═══ Document passage ═══
Property Developers, Property Investors

HMRC’s £7,500 Rent a Room Scheme

simon

Simon Misiewicz

22nd October 2021

HMRC's £7,500 Rent a Room Scheme

HMRC’s Rent a Room Scheme was introduced in 1992 to incentivise homeowners and property investors to let out spare rooms in their homes.

According to HM Treasury, since the Rent a Room Scheme was first launched, the UK’s Private Rental Sector has more than doubled in size. The emergence of multiple online platforms enables those with spare accommodation to find potential lodgers.

The scheme aimed to increase the availability of low-cost rented accommodation across the UK.

One of the objectives of the Rent a Room Scheme was to make it easier for individuals to move around the country for employment purposes.

It also gives a £7,500 tax-free income incentive to those renting out a room.

The tax-free threshold of £7,500 per year applies to letting out furnished accommodation in your home.

This allowance is halved if you share the income with a partner or spouse.

You can opt into the scheme at any time if you’re a resident landlord or if you run a B&B or a guest house.
═══ Records provided ═══
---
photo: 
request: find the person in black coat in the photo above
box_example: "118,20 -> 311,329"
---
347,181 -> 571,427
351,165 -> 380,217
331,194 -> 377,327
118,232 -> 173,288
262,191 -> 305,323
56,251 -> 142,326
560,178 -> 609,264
═══
Tasks to carry out:
A) According to the Rent a Room Scheme article, in what year was the scheme introduced?
B) Copy the listing word for word, from its first line through its last.
The article and the listing have no connection to each other.

Worked answers:
A) 1992

B)
---
photo: 
request: find the person in black coat in the photo above
box_example: "118,20 -> 311,329"
---
347,181 -> 571,427
351,165 -> 380,217
331,194 -> 377,327
118,232 -> 173,288
262,191 -> 305,323
56,251 -> 142,326
560,178 -> 609,264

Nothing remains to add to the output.